▶ **PROBLEM STATEMENT**:
Output only the lines below that start at the line containing "Target = person in black coat" and end at the line containing "Target = roasted broccoli floret", with both ends kept.

▶ **PROVIDED RECORDS**:
--------------------------------
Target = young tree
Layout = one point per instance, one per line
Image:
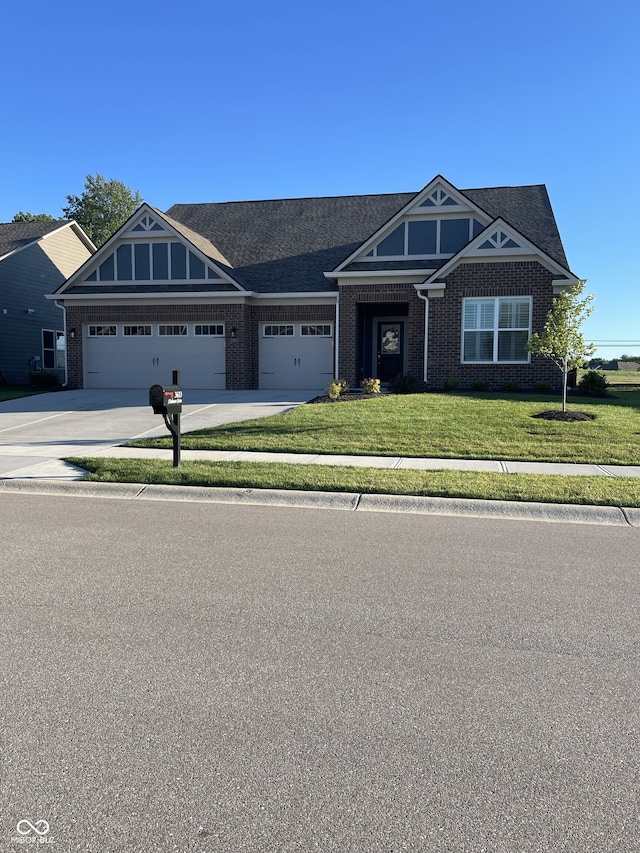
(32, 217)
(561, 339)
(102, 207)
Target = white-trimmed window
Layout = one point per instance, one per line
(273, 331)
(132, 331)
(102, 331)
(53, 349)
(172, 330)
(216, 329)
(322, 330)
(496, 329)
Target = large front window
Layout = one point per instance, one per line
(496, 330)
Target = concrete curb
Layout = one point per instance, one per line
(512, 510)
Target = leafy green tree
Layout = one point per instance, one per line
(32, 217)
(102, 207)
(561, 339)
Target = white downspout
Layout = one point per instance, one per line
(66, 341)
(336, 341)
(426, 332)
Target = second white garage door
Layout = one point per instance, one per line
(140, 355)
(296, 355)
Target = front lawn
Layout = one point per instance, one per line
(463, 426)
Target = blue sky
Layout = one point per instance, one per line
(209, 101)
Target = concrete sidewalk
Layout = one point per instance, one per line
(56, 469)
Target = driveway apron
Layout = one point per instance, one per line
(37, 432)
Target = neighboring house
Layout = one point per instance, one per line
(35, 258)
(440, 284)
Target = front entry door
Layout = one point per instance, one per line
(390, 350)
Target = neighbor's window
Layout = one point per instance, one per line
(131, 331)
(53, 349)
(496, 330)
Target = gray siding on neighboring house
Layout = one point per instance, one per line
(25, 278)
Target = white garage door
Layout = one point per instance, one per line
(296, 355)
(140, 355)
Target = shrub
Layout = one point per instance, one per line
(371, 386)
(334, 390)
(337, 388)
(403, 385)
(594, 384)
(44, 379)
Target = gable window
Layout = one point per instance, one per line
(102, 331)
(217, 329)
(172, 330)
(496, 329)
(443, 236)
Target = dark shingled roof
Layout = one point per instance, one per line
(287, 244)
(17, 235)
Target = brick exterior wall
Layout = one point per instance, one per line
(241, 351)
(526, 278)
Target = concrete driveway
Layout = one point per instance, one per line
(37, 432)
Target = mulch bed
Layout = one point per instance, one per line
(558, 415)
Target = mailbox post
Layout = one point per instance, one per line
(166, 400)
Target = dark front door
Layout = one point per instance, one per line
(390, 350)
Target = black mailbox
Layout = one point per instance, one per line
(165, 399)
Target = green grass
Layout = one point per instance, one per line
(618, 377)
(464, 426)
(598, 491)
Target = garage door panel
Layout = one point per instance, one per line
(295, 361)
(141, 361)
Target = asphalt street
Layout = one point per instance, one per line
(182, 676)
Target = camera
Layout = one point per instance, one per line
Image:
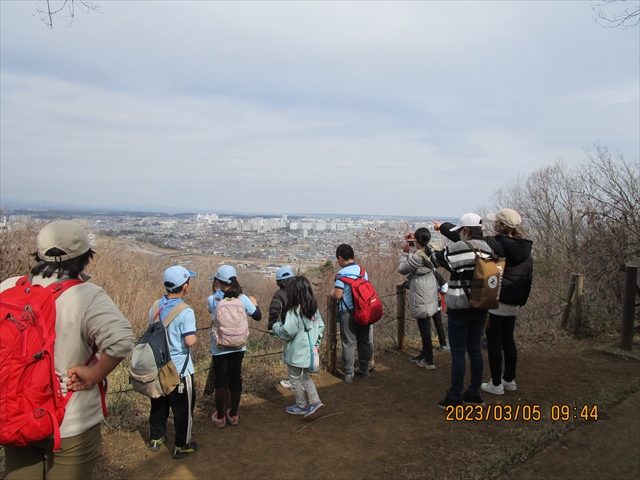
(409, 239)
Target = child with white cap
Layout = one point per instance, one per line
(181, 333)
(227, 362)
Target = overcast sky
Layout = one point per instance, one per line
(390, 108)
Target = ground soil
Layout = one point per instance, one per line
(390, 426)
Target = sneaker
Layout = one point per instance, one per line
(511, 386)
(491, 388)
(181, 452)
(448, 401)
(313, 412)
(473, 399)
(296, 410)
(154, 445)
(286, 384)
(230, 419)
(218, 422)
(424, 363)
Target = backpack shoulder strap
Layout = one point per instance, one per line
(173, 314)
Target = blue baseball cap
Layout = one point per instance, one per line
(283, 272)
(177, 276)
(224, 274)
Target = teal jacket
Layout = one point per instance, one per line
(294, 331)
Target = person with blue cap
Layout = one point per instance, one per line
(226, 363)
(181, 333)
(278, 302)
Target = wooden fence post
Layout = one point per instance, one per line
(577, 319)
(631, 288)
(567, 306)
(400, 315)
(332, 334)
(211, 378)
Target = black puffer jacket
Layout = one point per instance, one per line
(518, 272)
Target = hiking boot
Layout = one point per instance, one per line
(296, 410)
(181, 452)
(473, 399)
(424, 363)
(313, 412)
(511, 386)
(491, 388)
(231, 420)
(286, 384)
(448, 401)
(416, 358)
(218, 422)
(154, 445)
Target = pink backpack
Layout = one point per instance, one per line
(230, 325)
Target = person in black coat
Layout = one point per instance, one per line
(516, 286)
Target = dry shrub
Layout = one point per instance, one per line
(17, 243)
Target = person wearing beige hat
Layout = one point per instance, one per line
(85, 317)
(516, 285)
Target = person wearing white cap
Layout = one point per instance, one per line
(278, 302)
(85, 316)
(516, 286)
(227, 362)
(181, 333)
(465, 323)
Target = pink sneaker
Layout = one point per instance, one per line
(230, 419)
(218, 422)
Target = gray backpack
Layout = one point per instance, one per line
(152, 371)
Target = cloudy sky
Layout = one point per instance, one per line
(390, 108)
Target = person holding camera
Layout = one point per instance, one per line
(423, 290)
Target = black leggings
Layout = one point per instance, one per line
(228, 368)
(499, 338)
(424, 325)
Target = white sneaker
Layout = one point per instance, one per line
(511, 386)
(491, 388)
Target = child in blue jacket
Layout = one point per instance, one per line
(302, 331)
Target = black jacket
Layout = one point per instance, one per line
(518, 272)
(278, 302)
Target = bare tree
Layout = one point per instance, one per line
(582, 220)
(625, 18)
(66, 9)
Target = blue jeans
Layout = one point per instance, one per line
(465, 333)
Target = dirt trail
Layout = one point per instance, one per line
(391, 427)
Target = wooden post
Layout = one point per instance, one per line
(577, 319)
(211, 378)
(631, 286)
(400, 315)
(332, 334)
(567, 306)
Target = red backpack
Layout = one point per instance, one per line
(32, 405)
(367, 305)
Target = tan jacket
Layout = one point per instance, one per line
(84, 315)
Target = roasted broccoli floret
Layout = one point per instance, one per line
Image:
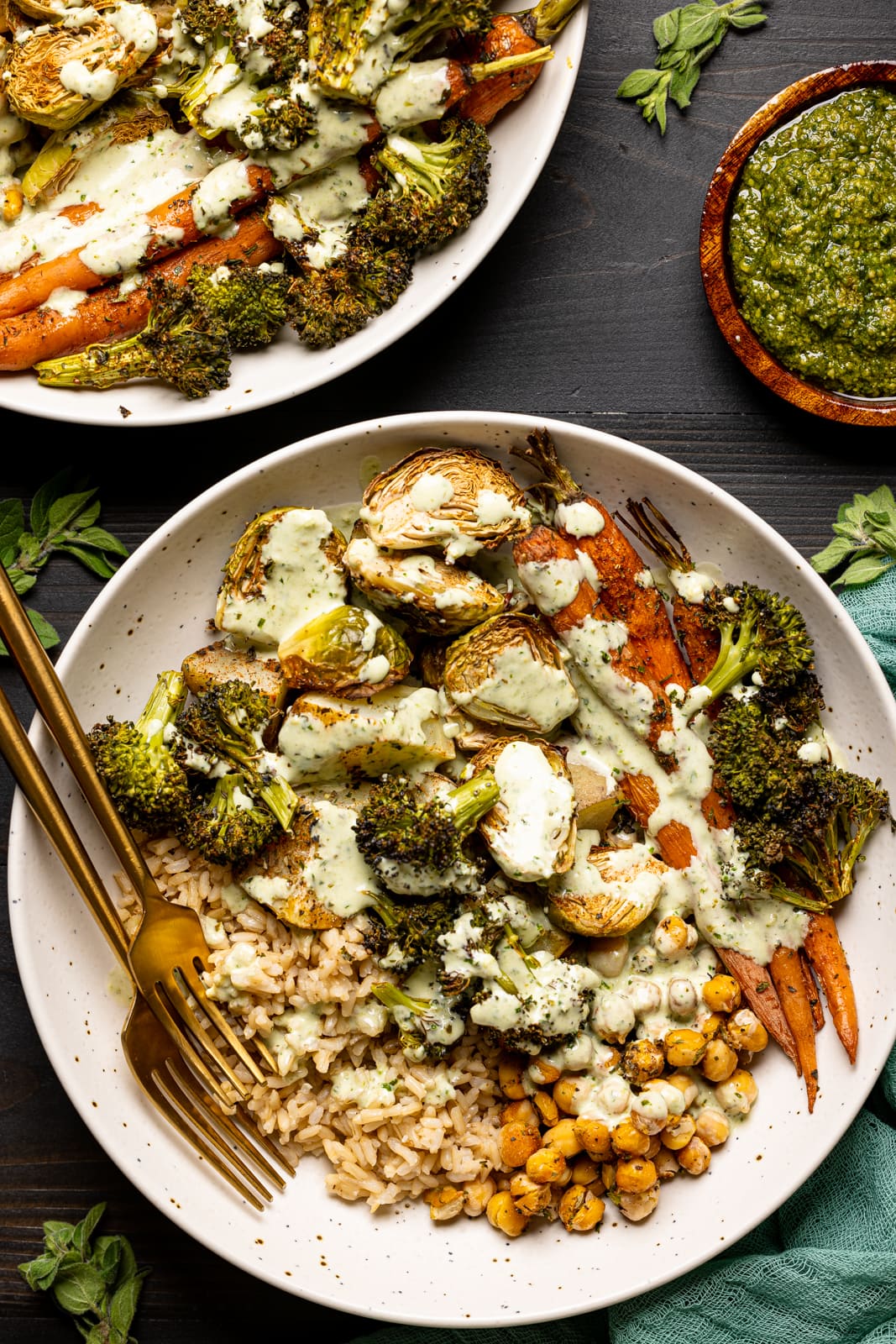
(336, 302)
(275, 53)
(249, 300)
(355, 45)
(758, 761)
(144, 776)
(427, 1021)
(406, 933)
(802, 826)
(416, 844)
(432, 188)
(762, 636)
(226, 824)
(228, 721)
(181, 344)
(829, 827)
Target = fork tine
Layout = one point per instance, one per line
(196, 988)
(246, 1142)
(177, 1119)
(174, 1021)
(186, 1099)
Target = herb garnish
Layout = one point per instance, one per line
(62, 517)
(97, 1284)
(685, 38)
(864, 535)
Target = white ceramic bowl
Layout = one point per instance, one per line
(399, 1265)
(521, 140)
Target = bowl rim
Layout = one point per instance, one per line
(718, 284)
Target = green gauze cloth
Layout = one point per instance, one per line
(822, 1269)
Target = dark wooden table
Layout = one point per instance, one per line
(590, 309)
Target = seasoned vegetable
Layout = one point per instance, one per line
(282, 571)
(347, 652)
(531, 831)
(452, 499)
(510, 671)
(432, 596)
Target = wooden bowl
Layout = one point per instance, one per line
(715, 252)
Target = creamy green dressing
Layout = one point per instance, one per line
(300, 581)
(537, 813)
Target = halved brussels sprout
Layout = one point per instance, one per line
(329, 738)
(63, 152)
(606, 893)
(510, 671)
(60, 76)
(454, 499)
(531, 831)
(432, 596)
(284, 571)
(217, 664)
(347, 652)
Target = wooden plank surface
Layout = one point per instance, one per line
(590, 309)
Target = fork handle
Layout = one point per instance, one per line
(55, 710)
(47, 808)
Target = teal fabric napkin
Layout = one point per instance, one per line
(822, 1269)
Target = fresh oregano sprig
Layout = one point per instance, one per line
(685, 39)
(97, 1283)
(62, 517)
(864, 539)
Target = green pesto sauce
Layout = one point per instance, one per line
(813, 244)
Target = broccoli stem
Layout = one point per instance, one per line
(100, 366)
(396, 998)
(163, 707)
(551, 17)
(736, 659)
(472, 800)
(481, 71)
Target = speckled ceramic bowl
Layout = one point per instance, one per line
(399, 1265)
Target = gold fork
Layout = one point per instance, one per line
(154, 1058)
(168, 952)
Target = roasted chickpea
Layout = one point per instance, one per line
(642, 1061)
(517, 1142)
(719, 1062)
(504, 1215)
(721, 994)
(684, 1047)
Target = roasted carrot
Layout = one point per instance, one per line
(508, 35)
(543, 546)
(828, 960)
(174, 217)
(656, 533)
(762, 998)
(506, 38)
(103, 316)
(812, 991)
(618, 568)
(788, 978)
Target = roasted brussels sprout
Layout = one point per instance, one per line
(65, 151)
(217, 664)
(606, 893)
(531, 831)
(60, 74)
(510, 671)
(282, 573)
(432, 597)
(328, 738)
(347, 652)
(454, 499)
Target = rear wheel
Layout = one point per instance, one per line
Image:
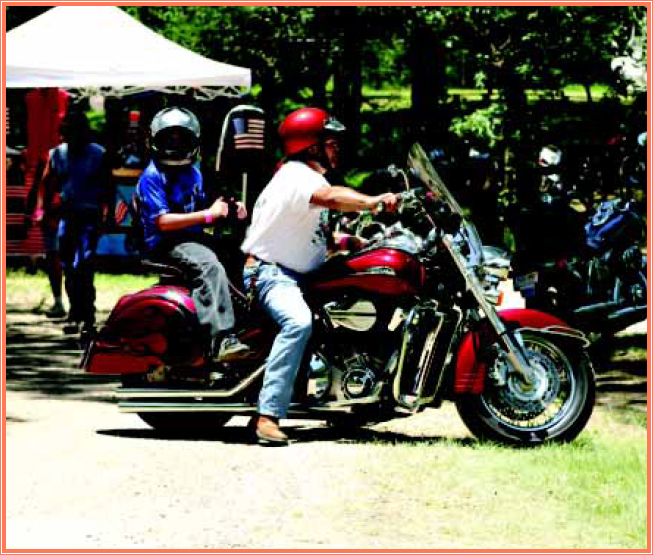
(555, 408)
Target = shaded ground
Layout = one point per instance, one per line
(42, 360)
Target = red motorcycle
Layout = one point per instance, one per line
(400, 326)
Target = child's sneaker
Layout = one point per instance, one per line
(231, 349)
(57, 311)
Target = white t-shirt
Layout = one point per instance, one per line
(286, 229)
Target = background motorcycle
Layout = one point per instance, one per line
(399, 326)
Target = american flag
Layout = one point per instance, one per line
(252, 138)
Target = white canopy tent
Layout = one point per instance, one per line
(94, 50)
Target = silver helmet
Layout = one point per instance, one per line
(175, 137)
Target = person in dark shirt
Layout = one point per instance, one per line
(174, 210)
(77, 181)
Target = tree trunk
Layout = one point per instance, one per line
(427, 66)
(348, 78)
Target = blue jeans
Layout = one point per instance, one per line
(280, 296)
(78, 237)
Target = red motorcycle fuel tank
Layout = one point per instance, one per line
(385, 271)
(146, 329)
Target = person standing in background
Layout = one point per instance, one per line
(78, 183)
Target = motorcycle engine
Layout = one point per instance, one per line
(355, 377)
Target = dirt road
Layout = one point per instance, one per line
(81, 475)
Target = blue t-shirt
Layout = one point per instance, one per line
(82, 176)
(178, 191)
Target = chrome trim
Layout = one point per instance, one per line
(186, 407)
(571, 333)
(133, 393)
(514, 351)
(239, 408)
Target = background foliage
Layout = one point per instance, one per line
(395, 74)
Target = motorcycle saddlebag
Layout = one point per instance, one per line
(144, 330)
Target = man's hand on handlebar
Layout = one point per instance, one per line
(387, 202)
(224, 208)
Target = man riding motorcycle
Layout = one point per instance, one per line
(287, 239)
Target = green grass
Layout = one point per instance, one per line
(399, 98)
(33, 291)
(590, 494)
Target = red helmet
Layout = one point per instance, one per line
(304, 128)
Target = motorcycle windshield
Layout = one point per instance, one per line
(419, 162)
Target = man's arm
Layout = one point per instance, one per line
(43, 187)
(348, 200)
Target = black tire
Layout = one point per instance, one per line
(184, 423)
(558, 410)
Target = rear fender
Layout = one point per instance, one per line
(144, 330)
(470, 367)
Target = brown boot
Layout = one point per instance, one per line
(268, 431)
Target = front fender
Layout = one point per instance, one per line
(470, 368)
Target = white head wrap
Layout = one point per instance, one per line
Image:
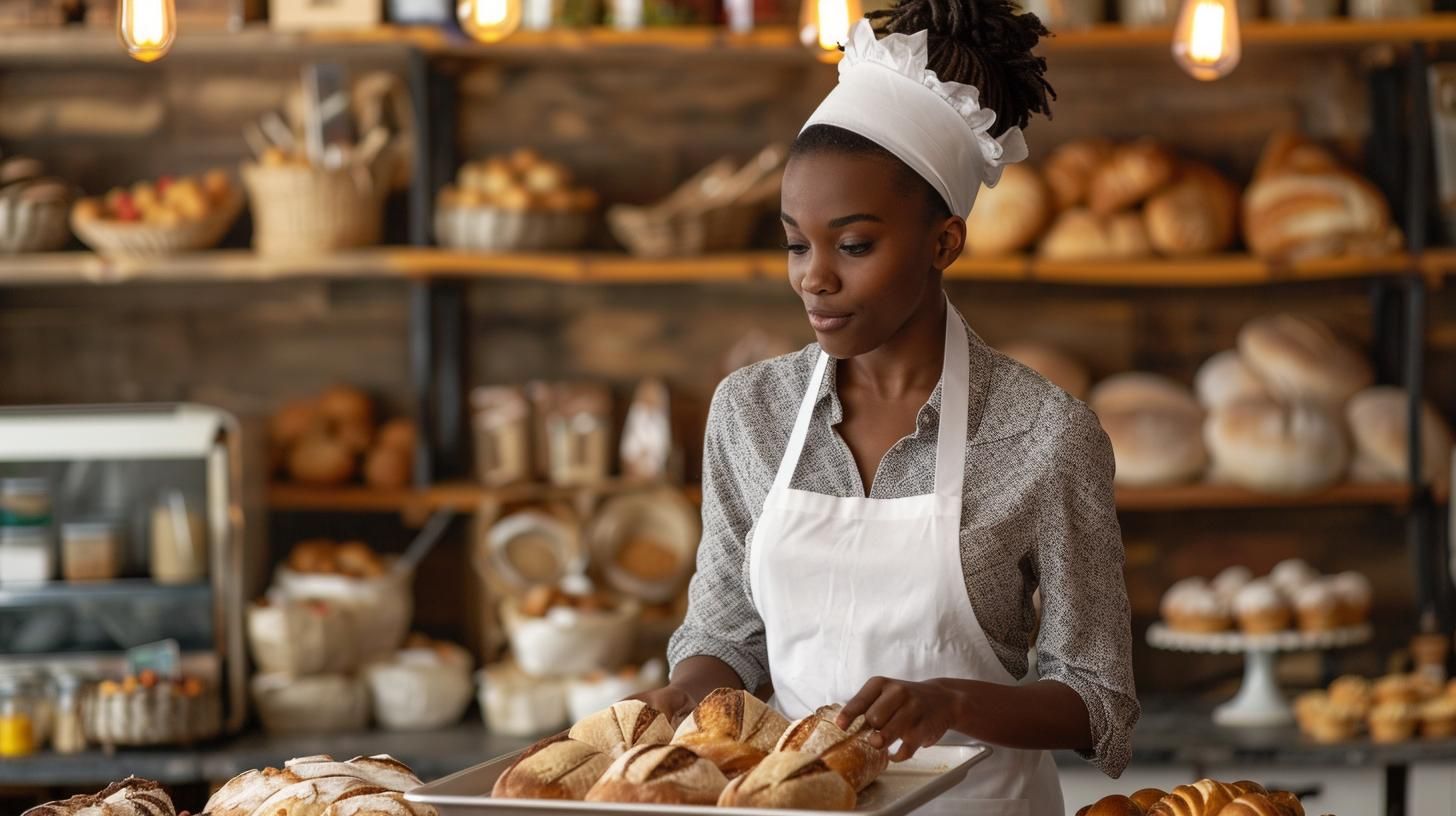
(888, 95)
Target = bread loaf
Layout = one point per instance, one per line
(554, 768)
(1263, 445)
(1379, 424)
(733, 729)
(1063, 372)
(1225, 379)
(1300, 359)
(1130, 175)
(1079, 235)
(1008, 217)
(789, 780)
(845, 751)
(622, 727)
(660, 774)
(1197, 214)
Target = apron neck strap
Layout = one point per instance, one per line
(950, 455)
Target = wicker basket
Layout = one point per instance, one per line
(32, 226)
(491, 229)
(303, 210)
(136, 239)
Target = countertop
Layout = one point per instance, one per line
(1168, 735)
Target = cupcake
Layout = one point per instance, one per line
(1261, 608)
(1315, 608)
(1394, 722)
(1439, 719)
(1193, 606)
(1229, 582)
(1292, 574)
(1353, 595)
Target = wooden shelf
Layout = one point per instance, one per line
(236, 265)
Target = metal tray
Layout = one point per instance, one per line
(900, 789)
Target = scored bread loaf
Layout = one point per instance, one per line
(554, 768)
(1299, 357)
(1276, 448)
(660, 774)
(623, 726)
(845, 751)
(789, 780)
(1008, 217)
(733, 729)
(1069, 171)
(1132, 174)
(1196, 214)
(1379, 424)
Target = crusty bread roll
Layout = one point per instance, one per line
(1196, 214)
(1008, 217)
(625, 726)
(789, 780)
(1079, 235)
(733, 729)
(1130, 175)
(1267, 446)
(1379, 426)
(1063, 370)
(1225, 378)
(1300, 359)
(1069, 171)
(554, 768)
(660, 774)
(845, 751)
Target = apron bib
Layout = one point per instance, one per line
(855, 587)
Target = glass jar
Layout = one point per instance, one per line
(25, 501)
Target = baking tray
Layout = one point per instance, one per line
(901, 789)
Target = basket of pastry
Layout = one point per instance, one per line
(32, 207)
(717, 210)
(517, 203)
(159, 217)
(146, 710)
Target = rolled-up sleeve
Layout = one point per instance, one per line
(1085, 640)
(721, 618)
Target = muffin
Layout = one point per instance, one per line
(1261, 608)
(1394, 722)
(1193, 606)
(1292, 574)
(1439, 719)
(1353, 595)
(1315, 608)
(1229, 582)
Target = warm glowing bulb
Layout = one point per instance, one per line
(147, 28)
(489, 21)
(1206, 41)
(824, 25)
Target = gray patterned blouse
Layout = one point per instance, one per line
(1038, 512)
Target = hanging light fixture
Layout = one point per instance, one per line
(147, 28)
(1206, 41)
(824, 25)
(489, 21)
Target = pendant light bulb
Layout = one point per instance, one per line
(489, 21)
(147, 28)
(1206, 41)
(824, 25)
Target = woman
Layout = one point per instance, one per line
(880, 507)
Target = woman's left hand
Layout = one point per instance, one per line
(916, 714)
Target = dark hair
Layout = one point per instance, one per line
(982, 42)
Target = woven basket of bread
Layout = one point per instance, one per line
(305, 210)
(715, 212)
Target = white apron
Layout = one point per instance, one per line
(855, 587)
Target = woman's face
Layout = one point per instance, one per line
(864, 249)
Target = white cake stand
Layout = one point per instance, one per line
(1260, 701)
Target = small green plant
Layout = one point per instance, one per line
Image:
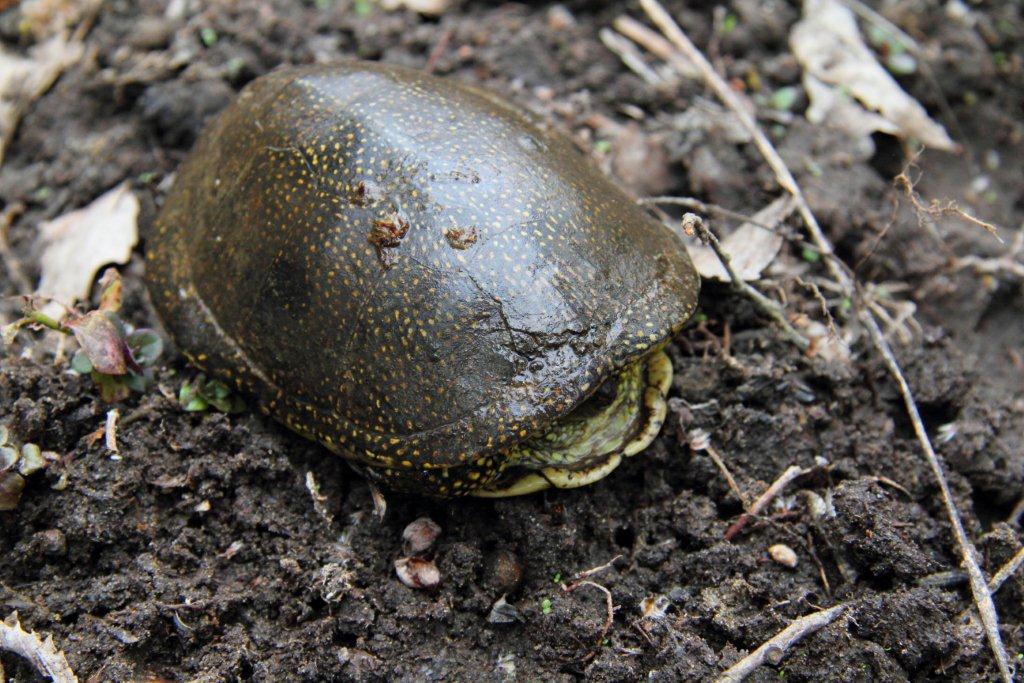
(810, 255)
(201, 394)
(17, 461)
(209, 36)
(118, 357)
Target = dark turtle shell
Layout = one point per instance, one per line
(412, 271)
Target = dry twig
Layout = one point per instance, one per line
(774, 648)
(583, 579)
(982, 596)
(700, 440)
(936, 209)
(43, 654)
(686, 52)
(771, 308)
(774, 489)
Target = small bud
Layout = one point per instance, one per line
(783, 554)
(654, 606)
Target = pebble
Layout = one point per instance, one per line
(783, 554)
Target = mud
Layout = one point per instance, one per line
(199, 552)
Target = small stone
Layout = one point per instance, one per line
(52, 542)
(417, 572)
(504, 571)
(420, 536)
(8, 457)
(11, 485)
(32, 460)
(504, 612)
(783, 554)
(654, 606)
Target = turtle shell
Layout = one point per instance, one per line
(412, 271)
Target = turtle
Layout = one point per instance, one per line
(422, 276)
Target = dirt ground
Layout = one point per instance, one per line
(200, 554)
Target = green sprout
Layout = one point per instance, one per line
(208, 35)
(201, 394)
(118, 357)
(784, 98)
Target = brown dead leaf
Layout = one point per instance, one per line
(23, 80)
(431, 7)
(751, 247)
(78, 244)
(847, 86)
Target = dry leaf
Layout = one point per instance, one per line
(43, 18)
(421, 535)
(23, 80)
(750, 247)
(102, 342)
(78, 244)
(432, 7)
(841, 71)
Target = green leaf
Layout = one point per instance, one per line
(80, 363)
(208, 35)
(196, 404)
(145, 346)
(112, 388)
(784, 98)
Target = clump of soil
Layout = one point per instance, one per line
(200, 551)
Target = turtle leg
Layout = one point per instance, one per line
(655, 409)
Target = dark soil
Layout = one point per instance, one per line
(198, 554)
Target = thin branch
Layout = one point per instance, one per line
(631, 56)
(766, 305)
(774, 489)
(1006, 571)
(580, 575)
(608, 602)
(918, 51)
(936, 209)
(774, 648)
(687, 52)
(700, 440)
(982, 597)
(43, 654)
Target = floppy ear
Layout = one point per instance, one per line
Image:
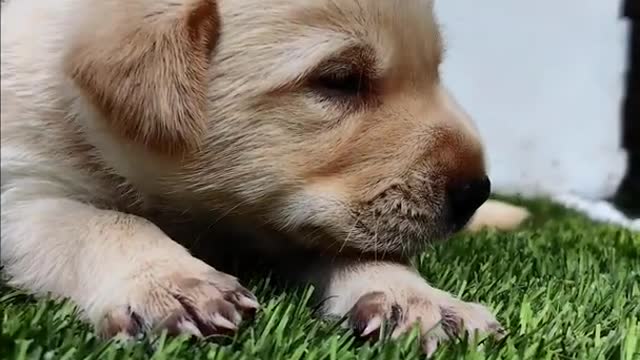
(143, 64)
--------------------------------
▶ **ANSWER FOR THE TASK**:
Target = person in black coat
Layout = one point per instance, one per line
(516, 286)
Target = dry shrub
Layout = one point per instance, one per line
(17, 243)
Target = person wearing beige hat
Layout = one point per instance, one per line
(85, 317)
(516, 285)
Target = person wearing white cap
Layout = one point per instance, one per line
(278, 302)
(85, 316)
(516, 286)
(227, 362)
(181, 333)
(465, 323)
Target = pink sneaker
Layout = one point per instance, one per line
(230, 419)
(218, 422)
Target = gray backpack
Layout = one point per instance, one per line
(152, 371)
Target = cloudy sky
Layout = one point per instance, one per line
(390, 108)
Target = person holding camera
Layout = one point per instance, one per line
(423, 290)
Target = black leggings
Layout = one point per instance, one per line
(228, 368)
(499, 338)
(424, 325)
Target = white sneaker
Layout = one point per instance, one per line
(511, 386)
(491, 388)
Target = child in blue jacket
Layout = one point per instance, one per line
(302, 331)
Target = black jacket
Layout = one point per instance, one per line
(518, 272)
(278, 302)
Target = bare tree
Layout = one point per instance, one per line
(582, 220)
(625, 18)
(66, 9)
Target = blue jeans
Layout = one point per instance, one per line
(465, 333)
Target = dirt trail
Layout = one point per instance, one per line
(391, 427)
Target = wooden post
Layout = one point per instance, one per line
(577, 319)
(211, 378)
(631, 286)
(400, 315)
(332, 334)
(567, 306)
Target = red backpack
Layout = one point per instance, one per line
(32, 405)
(367, 305)
Target = tan jacket
Layout = one point per instance, one per line
(84, 315)
Target = roasted broccoli floret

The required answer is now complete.